_What needs to be done_. Pick out every line in the records below that contains the word "stone", and copy each one in full.

::::::::

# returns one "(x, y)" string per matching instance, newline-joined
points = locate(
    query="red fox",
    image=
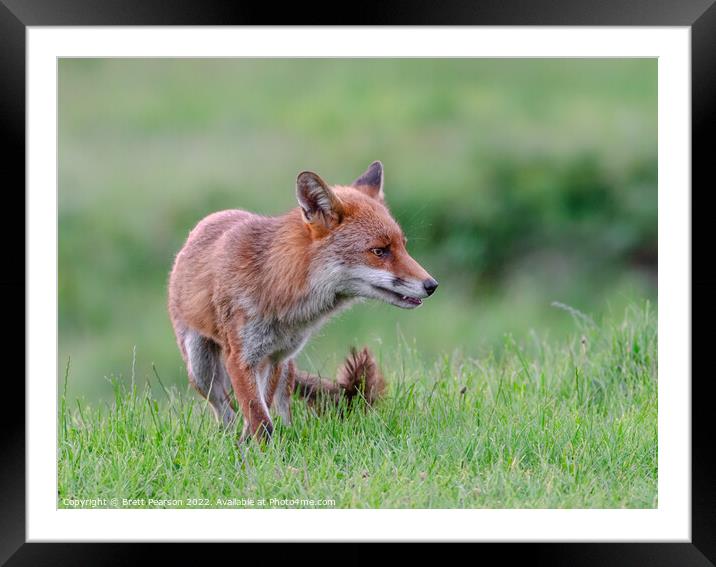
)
(247, 291)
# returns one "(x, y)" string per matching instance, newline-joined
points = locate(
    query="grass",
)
(539, 423)
(518, 182)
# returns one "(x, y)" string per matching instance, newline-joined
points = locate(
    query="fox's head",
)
(359, 249)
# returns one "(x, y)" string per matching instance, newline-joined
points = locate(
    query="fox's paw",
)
(360, 375)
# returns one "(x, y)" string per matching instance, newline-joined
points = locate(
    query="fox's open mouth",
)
(400, 299)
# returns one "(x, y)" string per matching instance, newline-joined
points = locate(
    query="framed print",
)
(431, 280)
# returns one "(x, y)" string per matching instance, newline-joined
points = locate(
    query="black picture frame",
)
(699, 15)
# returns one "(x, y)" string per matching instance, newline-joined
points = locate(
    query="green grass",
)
(518, 182)
(539, 423)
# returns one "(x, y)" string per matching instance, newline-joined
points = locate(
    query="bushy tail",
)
(359, 376)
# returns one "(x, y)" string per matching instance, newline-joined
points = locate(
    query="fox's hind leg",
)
(208, 375)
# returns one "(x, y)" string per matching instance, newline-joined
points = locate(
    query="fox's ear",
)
(318, 201)
(371, 182)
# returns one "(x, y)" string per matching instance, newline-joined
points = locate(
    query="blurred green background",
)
(519, 182)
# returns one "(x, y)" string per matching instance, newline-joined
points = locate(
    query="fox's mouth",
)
(404, 301)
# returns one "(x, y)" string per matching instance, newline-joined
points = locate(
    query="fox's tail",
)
(359, 376)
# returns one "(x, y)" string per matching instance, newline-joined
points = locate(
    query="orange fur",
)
(256, 287)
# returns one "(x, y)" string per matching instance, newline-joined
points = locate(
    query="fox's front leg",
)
(280, 389)
(257, 421)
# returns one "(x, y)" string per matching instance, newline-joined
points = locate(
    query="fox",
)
(247, 291)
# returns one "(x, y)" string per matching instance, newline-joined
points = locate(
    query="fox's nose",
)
(430, 286)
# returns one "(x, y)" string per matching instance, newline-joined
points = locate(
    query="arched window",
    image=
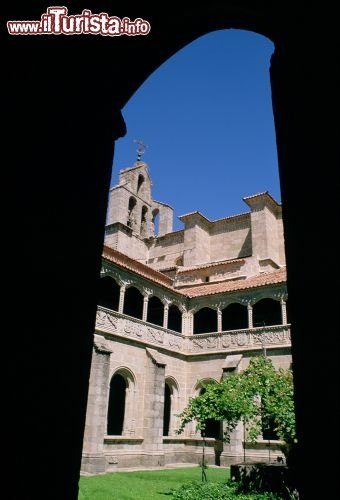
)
(174, 318)
(155, 311)
(205, 320)
(267, 312)
(234, 317)
(133, 302)
(108, 293)
(131, 220)
(155, 221)
(140, 182)
(171, 409)
(116, 409)
(167, 410)
(143, 219)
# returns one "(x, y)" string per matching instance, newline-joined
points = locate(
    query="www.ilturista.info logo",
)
(56, 21)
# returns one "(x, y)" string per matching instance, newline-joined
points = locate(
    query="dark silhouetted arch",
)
(205, 320)
(132, 205)
(133, 302)
(155, 311)
(174, 318)
(116, 410)
(108, 293)
(155, 221)
(267, 312)
(234, 317)
(213, 428)
(167, 410)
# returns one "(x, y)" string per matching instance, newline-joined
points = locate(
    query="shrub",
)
(217, 491)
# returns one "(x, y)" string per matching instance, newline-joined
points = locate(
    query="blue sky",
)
(206, 116)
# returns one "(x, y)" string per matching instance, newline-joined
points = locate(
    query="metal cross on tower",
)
(141, 147)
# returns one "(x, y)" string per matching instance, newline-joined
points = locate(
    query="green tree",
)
(258, 394)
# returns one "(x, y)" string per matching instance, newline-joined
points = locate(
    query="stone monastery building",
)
(177, 310)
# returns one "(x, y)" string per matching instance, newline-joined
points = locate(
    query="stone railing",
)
(121, 325)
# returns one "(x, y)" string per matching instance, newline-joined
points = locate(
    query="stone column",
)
(121, 299)
(153, 409)
(145, 307)
(93, 460)
(250, 315)
(166, 313)
(184, 322)
(283, 311)
(219, 320)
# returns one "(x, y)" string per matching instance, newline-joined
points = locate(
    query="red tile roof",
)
(133, 265)
(263, 279)
(223, 263)
(122, 260)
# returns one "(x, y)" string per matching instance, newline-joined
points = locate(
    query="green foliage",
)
(143, 485)
(217, 491)
(258, 394)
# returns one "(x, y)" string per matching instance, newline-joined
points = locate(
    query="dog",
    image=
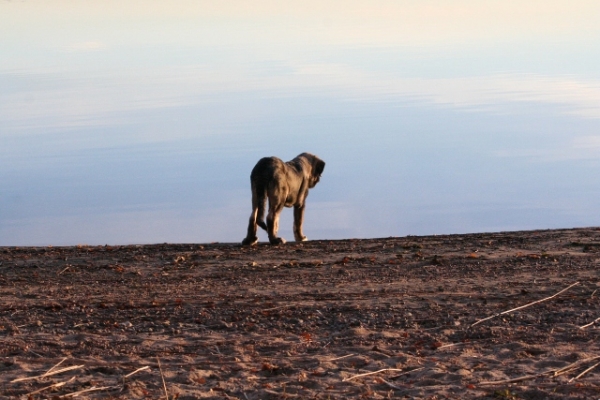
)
(285, 184)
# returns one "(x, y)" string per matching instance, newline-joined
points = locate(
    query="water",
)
(139, 121)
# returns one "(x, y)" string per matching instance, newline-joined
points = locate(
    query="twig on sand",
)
(569, 367)
(47, 374)
(519, 379)
(342, 357)
(92, 389)
(590, 324)
(391, 384)
(54, 385)
(526, 305)
(136, 371)
(370, 373)
(554, 372)
(382, 370)
(584, 372)
(163, 378)
(60, 362)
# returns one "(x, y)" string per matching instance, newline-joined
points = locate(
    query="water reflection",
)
(129, 124)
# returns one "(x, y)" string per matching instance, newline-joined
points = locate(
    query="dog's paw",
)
(277, 241)
(250, 241)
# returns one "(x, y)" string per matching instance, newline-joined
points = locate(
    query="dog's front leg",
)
(273, 224)
(298, 220)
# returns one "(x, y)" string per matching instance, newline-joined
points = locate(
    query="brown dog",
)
(285, 184)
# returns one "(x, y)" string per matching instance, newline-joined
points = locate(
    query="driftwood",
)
(525, 306)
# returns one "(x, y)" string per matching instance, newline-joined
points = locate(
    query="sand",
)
(375, 318)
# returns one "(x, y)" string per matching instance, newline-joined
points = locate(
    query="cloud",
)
(86, 46)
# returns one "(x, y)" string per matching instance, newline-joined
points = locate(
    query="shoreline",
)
(350, 318)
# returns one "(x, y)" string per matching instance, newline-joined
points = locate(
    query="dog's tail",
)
(259, 202)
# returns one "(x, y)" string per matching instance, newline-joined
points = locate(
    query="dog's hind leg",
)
(251, 238)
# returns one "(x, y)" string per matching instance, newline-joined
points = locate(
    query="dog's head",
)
(316, 167)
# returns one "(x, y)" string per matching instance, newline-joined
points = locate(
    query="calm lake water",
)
(139, 121)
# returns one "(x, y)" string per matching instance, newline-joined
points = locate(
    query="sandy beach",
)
(400, 317)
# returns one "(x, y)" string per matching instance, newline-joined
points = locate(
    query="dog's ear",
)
(319, 166)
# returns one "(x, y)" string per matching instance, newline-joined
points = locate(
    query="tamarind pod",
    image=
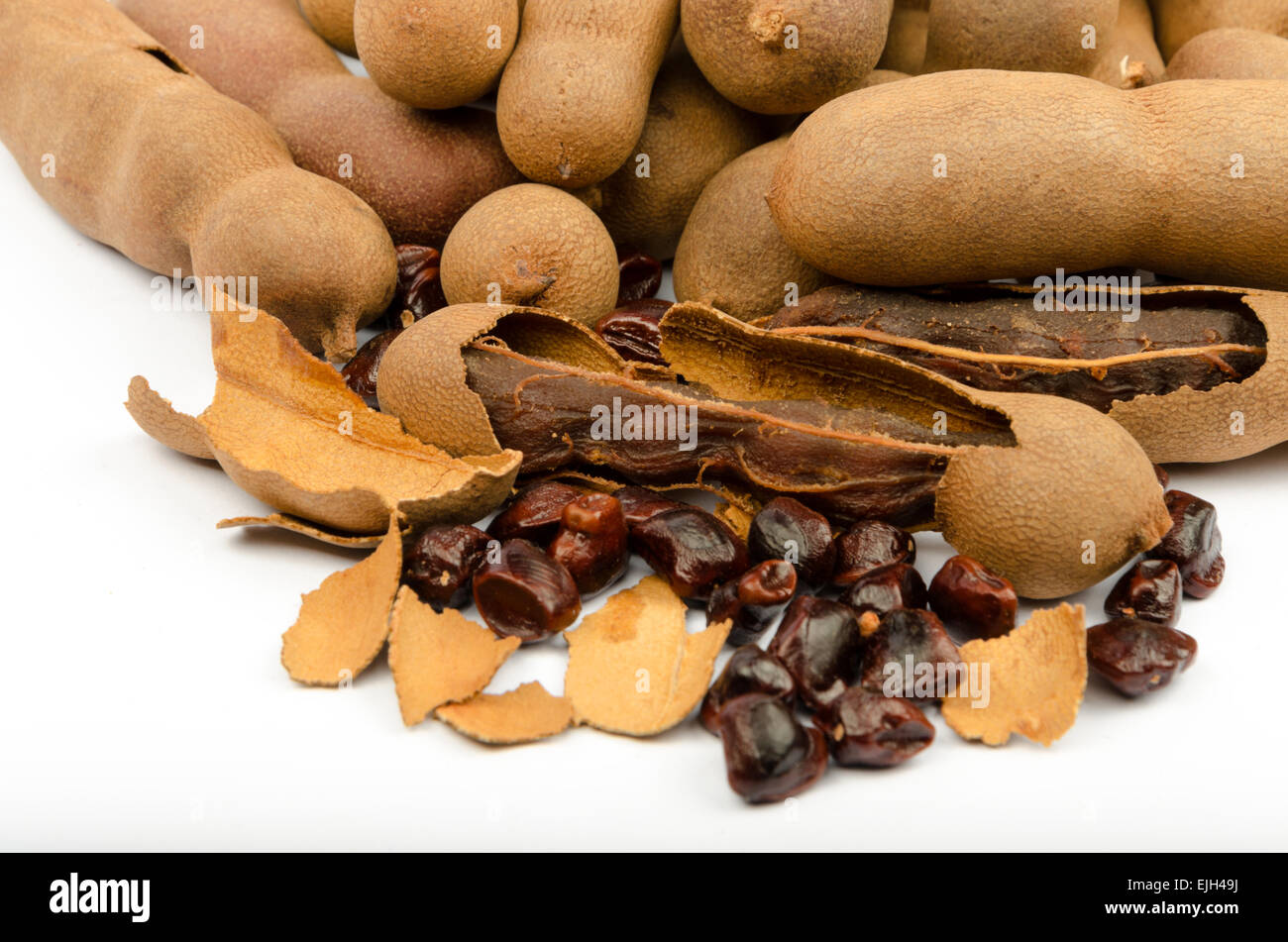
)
(420, 171)
(975, 175)
(137, 152)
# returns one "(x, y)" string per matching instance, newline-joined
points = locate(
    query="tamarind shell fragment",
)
(1201, 374)
(1021, 482)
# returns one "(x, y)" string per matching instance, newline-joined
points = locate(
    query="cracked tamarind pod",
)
(1042, 490)
(134, 151)
(1194, 373)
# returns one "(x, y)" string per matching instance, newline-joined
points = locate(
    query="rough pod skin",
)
(730, 254)
(436, 52)
(961, 172)
(91, 108)
(1131, 58)
(782, 58)
(419, 171)
(1232, 54)
(333, 21)
(1028, 35)
(1179, 21)
(535, 246)
(575, 94)
(906, 39)
(692, 132)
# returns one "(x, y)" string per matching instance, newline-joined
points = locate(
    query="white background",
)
(143, 705)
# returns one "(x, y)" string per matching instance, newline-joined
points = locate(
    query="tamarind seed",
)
(1150, 590)
(887, 588)
(971, 600)
(1138, 657)
(769, 756)
(822, 646)
(420, 287)
(639, 275)
(1193, 543)
(535, 512)
(786, 529)
(442, 562)
(526, 594)
(748, 671)
(863, 727)
(910, 637)
(754, 600)
(692, 550)
(635, 330)
(591, 542)
(867, 545)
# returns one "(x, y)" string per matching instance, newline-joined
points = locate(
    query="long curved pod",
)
(1044, 490)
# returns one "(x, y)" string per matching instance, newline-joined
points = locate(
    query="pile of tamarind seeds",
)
(978, 266)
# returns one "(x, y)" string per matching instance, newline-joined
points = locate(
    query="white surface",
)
(143, 704)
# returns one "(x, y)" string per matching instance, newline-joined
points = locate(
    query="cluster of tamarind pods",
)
(816, 170)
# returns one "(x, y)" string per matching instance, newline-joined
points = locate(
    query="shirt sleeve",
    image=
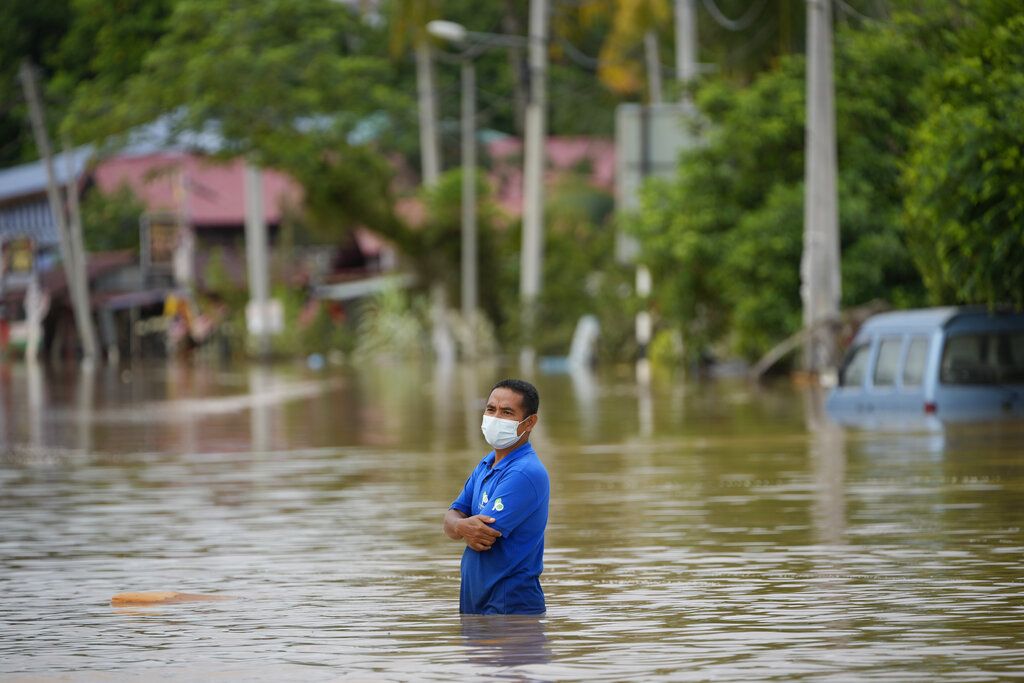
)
(513, 502)
(464, 503)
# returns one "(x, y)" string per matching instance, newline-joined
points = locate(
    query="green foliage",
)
(29, 30)
(580, 275)
(390, 325)
(274, 79)
(111, 221)
(965, 175)
(438, 241)
(725, 238)
(105, 44)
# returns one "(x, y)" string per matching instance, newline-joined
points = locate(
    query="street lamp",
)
(475, 43)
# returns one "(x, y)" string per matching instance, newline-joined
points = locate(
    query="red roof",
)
(209, 191)
(563, 154)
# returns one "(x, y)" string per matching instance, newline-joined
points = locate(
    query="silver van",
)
(954, 364)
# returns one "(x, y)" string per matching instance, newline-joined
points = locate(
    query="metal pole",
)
(256, 253)
(429, 148)
(820, 265)
(90, 344)
(653, 68)
(469, 257)
(77, 283)
(686, 41)
(532, 215)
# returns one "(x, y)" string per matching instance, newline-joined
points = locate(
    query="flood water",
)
(697, 531)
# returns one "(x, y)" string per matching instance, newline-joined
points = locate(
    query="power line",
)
(742, 23)
(850, 10)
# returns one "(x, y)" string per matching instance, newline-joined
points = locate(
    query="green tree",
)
(965, 175)
(110, 221)
(725, 238)
(285, 83)
(29, 30)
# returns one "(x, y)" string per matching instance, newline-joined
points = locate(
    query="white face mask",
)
(500, 433)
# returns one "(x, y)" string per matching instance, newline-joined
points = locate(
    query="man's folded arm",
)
(452, 518)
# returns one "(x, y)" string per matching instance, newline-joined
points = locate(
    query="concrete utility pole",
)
(430, 156)
(75, 267)
(653, 67)
(819, 268)
(256, 256)
(686, 41)
(469, 250)
(532, 214)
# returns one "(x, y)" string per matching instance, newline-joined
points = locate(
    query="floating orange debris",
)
(161, 598)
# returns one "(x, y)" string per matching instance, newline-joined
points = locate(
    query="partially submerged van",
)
(955, 364)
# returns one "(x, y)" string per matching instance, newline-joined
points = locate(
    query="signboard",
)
(648, 141)
(19, 256)
(159, 235)
(266, 319)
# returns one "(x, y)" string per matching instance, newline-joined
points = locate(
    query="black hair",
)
(530, 398)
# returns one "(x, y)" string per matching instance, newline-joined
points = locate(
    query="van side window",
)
(991, 357)
(916, 356)
(855, 367)
(888, 364)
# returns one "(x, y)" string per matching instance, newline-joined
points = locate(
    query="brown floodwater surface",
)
(697, 530)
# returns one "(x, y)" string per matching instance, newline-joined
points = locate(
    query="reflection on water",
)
(698, 531)
(498, 641)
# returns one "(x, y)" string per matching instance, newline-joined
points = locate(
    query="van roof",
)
(922, 319)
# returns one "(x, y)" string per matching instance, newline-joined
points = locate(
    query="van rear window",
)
(987, 357)
(855, 367)
(916, 357)
(887, 364)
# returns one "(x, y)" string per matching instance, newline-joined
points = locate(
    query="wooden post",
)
(78, 285)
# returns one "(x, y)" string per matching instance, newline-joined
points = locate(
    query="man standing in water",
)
(503, 510)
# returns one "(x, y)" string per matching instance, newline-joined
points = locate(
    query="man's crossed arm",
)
(473, 529)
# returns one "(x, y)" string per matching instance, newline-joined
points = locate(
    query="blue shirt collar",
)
(522, 450)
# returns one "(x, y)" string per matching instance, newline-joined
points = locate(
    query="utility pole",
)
(256, 256)
(653, 67)
(686, 42)
(469, 202)
(75, 271)
(430, 158)
(819, 268)
(534, 161)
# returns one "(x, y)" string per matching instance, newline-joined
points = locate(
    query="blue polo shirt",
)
(506, 579)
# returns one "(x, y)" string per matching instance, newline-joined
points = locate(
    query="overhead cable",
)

::::::::

_Worked solution_.
    query="stone monastery building",
    query="stone railing",
    query="stone column",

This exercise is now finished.